Copy out the lines from the one containing "--target blue parking sign" through the one containing "[[[10,54],[20,283],[150,287],[145,71]]]", both included, without changing anything.
──────── DATASET CONTENT ────────
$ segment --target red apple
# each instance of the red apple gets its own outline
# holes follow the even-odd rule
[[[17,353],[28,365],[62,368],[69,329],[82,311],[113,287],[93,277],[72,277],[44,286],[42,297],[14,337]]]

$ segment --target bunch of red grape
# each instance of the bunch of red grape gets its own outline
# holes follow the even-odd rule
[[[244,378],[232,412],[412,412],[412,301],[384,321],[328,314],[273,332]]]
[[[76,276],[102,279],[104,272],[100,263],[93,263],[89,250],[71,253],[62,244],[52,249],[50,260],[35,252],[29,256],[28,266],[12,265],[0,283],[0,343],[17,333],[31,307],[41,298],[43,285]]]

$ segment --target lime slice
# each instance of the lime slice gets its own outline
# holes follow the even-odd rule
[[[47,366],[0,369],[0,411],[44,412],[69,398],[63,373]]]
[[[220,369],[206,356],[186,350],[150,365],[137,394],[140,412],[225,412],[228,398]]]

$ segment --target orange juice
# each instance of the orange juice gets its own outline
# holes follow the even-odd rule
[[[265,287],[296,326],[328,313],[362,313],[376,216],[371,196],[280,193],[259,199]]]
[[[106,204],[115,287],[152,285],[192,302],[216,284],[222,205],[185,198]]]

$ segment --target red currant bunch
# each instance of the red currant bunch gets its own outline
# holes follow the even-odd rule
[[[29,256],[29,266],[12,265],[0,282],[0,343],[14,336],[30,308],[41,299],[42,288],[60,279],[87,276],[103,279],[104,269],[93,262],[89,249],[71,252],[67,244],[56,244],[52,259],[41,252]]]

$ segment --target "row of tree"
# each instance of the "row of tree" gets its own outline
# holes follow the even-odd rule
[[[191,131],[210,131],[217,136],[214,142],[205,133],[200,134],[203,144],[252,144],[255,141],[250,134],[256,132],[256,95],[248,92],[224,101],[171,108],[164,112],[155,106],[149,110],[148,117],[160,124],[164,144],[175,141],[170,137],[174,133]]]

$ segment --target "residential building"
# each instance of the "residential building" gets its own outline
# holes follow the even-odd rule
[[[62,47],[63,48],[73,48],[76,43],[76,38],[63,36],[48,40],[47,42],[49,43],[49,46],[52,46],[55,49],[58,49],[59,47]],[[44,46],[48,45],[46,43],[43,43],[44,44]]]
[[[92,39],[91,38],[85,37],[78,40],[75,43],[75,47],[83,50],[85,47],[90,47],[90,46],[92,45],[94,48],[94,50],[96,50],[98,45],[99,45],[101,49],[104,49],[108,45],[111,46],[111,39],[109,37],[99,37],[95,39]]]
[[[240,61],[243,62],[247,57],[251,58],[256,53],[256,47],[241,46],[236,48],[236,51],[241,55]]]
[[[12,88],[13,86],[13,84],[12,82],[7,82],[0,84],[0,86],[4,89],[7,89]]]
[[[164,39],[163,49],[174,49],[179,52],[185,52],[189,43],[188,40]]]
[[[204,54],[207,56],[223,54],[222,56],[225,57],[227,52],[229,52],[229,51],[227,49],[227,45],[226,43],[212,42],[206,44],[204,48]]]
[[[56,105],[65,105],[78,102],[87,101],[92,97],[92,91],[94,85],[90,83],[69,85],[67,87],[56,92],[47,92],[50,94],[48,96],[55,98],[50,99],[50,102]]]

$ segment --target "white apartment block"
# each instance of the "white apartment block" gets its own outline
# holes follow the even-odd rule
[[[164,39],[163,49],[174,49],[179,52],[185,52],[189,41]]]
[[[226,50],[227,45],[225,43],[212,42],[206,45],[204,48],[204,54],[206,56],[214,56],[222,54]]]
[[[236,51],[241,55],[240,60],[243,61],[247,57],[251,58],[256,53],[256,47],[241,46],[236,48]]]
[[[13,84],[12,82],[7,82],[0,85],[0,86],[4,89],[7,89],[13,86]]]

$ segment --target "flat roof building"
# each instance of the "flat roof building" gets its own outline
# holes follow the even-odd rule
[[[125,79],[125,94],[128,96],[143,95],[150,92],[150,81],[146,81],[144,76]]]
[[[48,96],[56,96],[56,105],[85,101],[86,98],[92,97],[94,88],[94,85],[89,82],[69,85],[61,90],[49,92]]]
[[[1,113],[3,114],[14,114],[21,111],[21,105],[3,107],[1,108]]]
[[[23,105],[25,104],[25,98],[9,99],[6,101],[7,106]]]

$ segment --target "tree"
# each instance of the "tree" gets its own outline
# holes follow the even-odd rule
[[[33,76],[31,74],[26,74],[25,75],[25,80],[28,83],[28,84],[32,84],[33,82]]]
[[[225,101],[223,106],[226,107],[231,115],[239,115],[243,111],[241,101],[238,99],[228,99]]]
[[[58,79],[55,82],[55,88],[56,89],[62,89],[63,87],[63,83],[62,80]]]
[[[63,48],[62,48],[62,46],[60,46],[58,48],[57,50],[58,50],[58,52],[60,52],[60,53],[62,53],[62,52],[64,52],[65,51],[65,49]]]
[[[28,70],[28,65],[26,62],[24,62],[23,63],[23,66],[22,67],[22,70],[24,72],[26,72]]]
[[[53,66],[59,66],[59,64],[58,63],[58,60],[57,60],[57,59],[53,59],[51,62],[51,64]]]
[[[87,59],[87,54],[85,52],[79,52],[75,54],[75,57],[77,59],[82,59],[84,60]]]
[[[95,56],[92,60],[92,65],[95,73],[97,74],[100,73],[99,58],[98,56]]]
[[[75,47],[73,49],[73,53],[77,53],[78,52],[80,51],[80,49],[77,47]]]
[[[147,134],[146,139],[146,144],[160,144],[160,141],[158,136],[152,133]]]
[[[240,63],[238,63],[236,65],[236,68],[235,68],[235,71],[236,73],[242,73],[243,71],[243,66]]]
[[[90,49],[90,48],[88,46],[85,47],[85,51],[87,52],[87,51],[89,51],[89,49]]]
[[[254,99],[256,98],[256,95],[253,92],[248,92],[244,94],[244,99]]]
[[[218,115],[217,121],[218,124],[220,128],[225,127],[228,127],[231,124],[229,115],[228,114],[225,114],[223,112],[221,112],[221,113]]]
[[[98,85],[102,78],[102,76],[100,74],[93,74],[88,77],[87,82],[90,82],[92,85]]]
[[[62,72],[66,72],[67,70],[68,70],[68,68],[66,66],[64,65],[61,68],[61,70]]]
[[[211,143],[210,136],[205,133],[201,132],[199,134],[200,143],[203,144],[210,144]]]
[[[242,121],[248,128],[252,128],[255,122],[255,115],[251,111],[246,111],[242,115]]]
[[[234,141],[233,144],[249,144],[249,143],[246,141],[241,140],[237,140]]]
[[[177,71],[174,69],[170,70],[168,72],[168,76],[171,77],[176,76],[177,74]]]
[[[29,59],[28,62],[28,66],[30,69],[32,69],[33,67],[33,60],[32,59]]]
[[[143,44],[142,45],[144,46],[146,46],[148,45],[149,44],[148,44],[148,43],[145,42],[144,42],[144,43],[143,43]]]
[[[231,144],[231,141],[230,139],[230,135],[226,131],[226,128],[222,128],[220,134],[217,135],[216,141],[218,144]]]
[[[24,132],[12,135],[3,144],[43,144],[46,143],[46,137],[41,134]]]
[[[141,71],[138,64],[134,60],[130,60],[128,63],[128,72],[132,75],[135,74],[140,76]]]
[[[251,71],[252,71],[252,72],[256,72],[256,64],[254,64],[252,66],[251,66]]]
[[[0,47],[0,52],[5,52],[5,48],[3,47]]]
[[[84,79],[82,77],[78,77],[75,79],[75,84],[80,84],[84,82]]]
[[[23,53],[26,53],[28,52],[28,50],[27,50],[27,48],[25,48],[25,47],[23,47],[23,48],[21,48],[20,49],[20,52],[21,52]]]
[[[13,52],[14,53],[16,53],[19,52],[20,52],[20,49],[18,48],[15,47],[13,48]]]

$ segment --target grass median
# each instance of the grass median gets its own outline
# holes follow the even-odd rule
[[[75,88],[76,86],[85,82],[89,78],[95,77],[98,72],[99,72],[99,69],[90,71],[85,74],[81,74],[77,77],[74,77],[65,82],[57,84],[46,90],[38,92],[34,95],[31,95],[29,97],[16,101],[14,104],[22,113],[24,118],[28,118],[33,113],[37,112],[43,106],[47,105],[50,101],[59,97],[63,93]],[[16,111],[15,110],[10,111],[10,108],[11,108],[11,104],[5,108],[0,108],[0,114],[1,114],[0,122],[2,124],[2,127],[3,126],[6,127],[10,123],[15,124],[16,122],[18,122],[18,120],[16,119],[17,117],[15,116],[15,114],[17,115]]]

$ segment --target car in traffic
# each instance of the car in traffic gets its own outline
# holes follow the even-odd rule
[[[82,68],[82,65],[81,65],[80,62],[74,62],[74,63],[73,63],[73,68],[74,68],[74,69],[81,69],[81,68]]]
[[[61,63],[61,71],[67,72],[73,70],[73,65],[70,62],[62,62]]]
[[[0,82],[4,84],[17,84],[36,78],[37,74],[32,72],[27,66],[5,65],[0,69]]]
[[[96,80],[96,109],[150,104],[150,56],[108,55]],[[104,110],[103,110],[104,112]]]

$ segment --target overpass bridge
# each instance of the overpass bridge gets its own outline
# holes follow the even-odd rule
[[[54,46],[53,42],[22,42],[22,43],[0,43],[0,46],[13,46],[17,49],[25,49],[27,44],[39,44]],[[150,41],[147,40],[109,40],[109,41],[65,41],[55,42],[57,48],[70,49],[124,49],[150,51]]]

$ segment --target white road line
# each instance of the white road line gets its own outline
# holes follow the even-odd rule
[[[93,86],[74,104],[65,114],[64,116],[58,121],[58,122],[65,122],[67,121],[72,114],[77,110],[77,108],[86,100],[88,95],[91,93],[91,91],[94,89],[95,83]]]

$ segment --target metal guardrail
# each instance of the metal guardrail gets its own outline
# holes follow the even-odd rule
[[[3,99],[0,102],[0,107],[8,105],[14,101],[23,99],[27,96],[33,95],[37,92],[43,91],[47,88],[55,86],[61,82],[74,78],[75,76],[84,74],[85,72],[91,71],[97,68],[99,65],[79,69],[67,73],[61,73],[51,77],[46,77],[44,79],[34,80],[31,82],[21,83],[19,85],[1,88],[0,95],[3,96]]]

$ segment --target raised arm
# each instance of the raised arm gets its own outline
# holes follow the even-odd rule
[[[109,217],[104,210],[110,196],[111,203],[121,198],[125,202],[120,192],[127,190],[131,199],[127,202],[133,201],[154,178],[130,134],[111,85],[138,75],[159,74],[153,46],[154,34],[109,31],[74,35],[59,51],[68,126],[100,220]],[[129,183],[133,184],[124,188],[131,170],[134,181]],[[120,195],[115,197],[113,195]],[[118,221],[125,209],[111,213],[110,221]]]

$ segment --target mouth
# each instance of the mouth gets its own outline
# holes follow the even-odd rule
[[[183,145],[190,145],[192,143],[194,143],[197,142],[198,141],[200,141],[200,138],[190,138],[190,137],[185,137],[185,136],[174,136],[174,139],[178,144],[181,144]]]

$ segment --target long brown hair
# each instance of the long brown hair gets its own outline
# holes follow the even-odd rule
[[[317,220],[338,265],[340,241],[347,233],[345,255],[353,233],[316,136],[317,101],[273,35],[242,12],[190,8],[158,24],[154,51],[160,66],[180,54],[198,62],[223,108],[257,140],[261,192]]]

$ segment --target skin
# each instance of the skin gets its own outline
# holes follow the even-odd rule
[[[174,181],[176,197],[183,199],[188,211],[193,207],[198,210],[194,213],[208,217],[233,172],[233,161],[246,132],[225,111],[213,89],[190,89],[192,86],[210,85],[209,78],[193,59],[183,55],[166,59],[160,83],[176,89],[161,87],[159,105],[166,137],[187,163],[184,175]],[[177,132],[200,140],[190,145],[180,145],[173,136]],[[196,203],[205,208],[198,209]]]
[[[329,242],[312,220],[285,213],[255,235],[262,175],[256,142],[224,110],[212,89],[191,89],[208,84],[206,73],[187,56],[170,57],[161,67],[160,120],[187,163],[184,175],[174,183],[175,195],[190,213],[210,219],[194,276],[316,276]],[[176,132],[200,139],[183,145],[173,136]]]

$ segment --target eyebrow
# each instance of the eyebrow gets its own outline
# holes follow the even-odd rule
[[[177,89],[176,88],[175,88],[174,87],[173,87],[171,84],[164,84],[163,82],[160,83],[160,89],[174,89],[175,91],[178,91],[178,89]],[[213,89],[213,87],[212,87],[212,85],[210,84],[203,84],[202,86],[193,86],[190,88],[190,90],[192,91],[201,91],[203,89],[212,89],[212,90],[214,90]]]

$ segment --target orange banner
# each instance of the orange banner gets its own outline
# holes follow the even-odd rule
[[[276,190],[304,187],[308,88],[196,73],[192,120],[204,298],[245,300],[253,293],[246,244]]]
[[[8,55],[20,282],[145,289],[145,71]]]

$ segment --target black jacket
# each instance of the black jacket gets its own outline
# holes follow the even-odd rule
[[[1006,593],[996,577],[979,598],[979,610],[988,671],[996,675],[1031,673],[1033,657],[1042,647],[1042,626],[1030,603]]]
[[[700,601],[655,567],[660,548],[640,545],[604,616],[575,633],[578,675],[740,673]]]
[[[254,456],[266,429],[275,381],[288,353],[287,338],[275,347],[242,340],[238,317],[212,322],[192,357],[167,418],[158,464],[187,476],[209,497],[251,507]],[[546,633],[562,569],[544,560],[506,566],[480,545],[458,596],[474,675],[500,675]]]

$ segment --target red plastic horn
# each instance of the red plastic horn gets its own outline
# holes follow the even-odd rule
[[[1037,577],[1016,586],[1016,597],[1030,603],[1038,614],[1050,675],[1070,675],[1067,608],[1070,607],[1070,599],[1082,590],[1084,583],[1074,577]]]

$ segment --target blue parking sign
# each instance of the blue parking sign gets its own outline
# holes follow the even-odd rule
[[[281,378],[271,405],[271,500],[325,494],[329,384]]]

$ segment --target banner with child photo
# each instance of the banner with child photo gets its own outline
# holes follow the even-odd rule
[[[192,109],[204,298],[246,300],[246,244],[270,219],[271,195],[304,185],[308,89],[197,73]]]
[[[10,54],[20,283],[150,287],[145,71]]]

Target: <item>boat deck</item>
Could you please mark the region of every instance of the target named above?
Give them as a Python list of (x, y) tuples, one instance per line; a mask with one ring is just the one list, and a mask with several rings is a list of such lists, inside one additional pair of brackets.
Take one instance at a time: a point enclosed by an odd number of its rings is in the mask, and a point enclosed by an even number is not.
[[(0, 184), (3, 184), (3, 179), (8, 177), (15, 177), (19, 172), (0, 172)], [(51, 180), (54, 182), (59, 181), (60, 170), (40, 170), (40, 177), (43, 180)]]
────────
_ANSWER TO THIS EXERCISE_
$ segment --target blue parking sign
# each instance of the blue parking sign gets its own outline
# holes follow the even-odd rule
[[[281,378],[271,405],[271,500],[325,494],[329,384]]]

$ segment --target banner with child photo
# each instance of the banner with child photo gets its own outline
# holes follow the even-odd rule
[[[192,109],[204,298],[246,300],[246,244],[270,219],[271,195],[304,185],[308,89],[197,73]]]
[[[10,54],[20,283],[150,287],[145,71]]]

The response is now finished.